DOCUMENT EXCERPT:
********************
Question

A transverse wave is represented by $y = A \sin(kx - \omega t)$. The maximum particle velocity is

• A. $A \omega$
• B. $A k$
• C. $\omega / k$
• D. $A \omega k$

Hint:

Remember that for a sinusoidal wave, the maximum particle velocity is equal to the amplitude multiplied by the angular frequency.

Answer 1

The Correct Option is A

Step 1: Concept
In a wave described by the equation \( y = A \sin(kx - \omega t) \), where \( A \) is the amplitude, \( k \) is the wave number, and \( \omega \) is the angular frequency, the particle velocity can be found by differentiating the displacement with respect to time.

Step 2: Meaning
The maximum particle velocity in a wave occurs when the sine function reaches its peak derivative value of 1. This means we need to find the time-derivative of the given wave equation and then determine the maximum value it can take.

Step 3: Analysis
Given \( y = A \sin(kx - \omega t) \), let's differentiate this with respect to time \( t \): \[v_y = \frac{dy}{dt} = A \cos(kx - \omega t) \cdot (-\omega)\] This simplifies to: \[v_y = -A \omega \cos(kx - \omega t)\] The maximum value of the cosine function is 1. Therefore, the maximum particle velocity \( v_{y,\text{max}} \) occurs when \( \cos(kx - \omega t) = 1 \): \[v_{y,\text{max}} = A \omega\]

Step 4: Conclusion
The maximum particle velocity in the wave is given by \( A \omega \). Final Answer: (A)
********************
ENTRIES:
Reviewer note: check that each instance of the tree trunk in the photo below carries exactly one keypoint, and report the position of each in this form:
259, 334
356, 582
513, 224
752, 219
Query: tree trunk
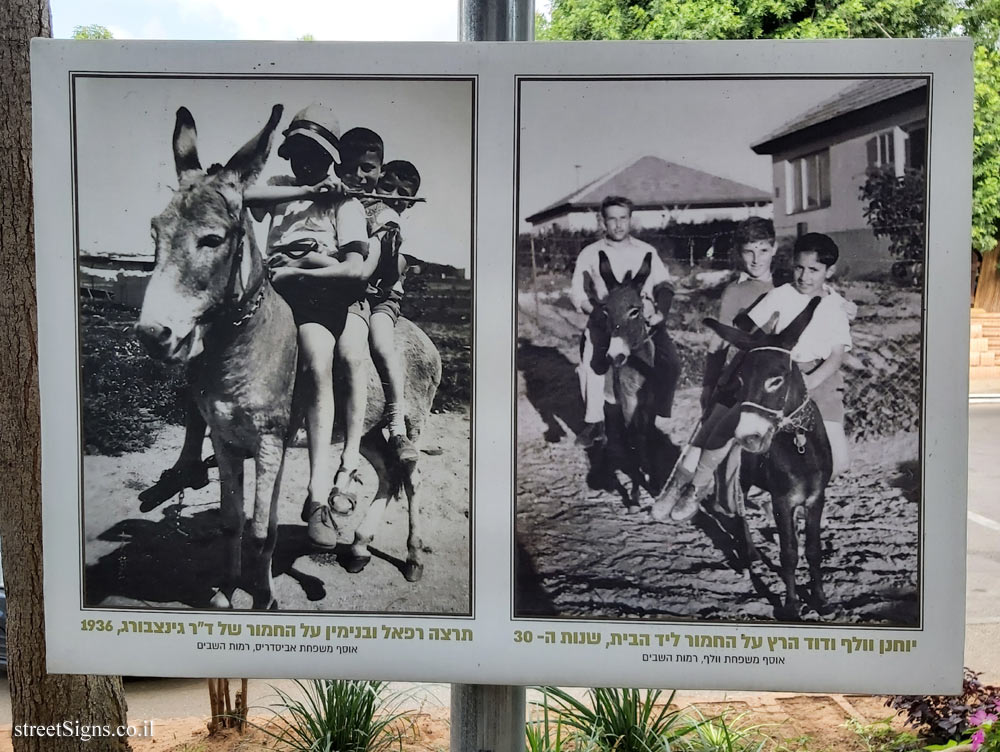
********************
SHORT TASK:
State whether each statement below agrees with the transverse wave solution, answering yes or no and quoting the exact words of the text that decide it.
1. The hint says that the maximum particle velocity equals the amplitude multiplied by the angular frequency.
2. The particle velocity is found by differentiating the displacement with respect to position.
3. The correct option is C.
The records play no part in what is asked here.

TASK OUTPUT:
1. Yes: "the maximum particle velocity is equal to the amplitude multiplied by the angular frequency."
2. No: "differentiating the displacement with respect to time."
3. No: "The Correct Option is A"